Exercise: Down to the last character, transcribe every record.

[Source records]
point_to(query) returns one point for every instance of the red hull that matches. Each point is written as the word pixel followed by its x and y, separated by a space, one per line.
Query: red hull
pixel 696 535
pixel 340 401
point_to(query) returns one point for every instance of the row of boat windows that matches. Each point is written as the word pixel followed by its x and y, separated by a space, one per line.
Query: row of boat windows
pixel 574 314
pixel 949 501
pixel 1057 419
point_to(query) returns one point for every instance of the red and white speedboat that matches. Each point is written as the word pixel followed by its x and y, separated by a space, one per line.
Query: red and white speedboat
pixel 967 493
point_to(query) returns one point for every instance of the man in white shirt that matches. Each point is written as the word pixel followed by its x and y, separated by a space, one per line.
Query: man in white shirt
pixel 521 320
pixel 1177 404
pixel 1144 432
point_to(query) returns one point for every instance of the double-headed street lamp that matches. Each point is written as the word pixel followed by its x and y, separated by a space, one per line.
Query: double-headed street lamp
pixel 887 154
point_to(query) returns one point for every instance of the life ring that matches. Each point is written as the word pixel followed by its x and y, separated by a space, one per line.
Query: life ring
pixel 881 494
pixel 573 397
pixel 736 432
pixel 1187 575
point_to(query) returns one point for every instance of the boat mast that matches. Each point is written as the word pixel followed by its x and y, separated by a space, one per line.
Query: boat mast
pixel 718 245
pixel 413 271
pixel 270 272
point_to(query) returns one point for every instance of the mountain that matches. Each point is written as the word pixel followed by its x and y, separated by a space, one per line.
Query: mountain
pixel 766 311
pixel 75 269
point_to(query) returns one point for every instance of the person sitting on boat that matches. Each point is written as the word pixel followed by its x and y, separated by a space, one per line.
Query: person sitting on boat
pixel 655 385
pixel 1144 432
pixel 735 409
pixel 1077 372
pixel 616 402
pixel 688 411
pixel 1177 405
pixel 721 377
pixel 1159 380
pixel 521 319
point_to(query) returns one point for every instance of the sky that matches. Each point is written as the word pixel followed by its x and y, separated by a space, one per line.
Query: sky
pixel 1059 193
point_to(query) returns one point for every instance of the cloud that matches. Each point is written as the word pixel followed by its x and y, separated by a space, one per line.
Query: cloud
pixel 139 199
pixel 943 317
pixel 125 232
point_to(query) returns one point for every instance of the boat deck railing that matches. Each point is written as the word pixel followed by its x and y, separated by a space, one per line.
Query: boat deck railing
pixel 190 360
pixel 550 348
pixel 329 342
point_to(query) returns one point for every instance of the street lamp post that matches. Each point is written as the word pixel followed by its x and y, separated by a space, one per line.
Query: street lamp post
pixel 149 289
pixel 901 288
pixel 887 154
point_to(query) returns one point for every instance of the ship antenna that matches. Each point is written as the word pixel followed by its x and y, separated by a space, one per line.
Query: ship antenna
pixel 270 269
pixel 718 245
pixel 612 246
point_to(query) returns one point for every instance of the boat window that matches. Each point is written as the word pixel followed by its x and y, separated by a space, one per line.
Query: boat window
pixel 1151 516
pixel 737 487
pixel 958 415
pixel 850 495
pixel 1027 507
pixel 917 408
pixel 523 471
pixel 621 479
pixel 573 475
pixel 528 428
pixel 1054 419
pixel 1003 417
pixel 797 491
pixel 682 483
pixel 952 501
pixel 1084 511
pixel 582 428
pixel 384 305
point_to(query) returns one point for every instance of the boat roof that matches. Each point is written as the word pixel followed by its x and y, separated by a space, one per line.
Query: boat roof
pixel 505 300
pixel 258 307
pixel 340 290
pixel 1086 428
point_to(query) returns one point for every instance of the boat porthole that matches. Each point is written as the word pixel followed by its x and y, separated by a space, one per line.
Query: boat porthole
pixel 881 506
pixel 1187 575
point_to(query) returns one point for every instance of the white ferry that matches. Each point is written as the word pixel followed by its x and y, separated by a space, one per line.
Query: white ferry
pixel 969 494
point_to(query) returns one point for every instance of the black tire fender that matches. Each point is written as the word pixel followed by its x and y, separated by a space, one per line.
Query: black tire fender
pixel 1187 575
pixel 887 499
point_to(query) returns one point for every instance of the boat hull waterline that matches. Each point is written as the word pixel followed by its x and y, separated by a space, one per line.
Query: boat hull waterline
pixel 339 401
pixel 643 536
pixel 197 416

Exercise solution:
point_to(query) returns one point for every instance of the red hull that matches. Each point is written as the word pixel followed by its x and y, separated by a space, one per line.
Query: red hull
pixel 696 535
pixel 340 401
point_to(query) returns one point for every instance of the row of boat windows that matches. Each point is written as the word pixel followed by its x and y, separated by a space, one per line.
Query: row of boat windows
pixel 574 314
pixel 949 501
pixel 1057 419
point_to(query) returns one point for every instance of the red and white speedboat that matches. Each point is written as the word pixel followed by its x and y, separated by a space, one per line.
Query: red and white speedboat
pixel 967 493
point_to(query) returns one point for every instance of the man in white shirt that matches. Each point is written as the word pixel followed by its x and y, separated by a space, one per line.
Query: man in white shirt
pixel 521 320
pixel 1177 404
pixel 1144 432
point_to(query) returns one point for every instance of the double-headed street lamp that matches. Each point is written as the word pixel followed by its x and y, separated by a space, one per line.
Query: double-headed street lamp
pixel 887 154
point_to(query) returns one point for every instance of the life ring that matches. Each point is written as the word pixel followed by its x and y, separated by a space, one per line.
Query: life ring
pixel 881 494
pixel 573 397
pixel 736 432
pixel 1187 575
point_to(query) returns one point for every instance of the boat mast that matches. Each point is written as the word pixel followed by its x and y, separated by a space, one per line.
Query: boat mast
pixel 718 245
pixel 413 271
pixel 270 272
point_to(query) returns one point for every instance of the mountain that matches. Each point is written as the word pixel followed by its x and y, separated by a space, one per line.
Query: mountain
pixel 766 311
pixel 75 269
point_to(query) returns one point for every instance of the person sitting on boat that matches. Each point is written as the word pixel followed by its x and y, separated by a space, one per line.
Query: person sitting on boat
pixel 655 385
pixel 1144 432
pixel 735 409
pixel 1077 372
pixel 616 402
pixel 688 411
pixel 1177 405
pixel 721 377
pixel 1159 380
pixel 521 319
point_to(query) returns one point for every instance of the sky that matches. Each point is written as the word pixel followed by its x and y, separated by a space, one per line.
Query: sky
pixel 1059 193
point_to(query) returns one point for every instance of the cloud that matches. Each point is written as the word pixel followed by its x and y, separated by a space, one per line.
Query: cloud
pixel 139 199
pixel 943 317
pixel 125 232
point_to(query) returns one point for every instance of the boat deck railing that matches. Each point is written as the word pixel followed by its x and y, separated by a space, one per line.
Query: boat deck railing
pixel 190 360
pixel 550 348
pixel 329 342
point_to(query) returns one point for every instance of the street lamp post that matches. Each point is written as the word pixel followed by its x and y, separated by a space, one per line.
Query: street lamp post
pixel 149 289
pixel 901 288
pixel 887 154
point_to(query) returns one point for every instance of the ship antenna that matches. Each point is written as the word pixel followed by its x and y, separated by a space, one per line.
Query: ship antenna
pixel 270 269
pixel 718 245
pixel 612 246
point_to(query) returns one point for every instance of the boat window that matches. Each point is written as the word pixel followed by its x and y, separated by a space, one per line.
Query: boat window
pixel 1151 516
pixel 737 487
pixel 958 415
pixel 850 495
pixel 1027 507
pixel 917 408
pixel 523 471
pixel 621 479
pixel 573 475
pixel 528 428
pixel 1054 419
pixel 1003 417
pixel 797 491
pixel 682 483
pixel 952 501
pixel 1084 511
pixel 582 428
pixel 384 305
point_to(query) returns one point for every instance of the boat roof that matches. Each point is written as the word pixel followed by its x and y, separated by a space, one per line.
Query: boat roof
pixel 505 300
pixel 258 307
pixel 340 290
pixel 1086 428
point_to(query) returns one point for every instance of the boat porthole that matches. Each point is written as the word pixel followed by its x and y, separated by a space, one per line.
Query: boat porthole
pixel 881 506
pixel 1187 575
point_to(query) returns one point for every instance of the white ferry that matches. Each point is written as the word pixel followed by its x and y, separated by a space, one per line.
Query: white ferry
pixel 969 494
point_to(query) returns one point for every instance of the black tire fender that matches. Each point is written as the word pixel followed by its x and y, separated by a space, one per line.
Query: black tire fender
pixel 1187 575
pixel 887 499
point_to(query) returns one point for every instance of the boat hull waterline that matches. Each point is written as the word pixel followed by its x and y, separated by a space, one per line.
Query: boat hull waterline
pixel 339 401
pixel 643 536
pixel 197 416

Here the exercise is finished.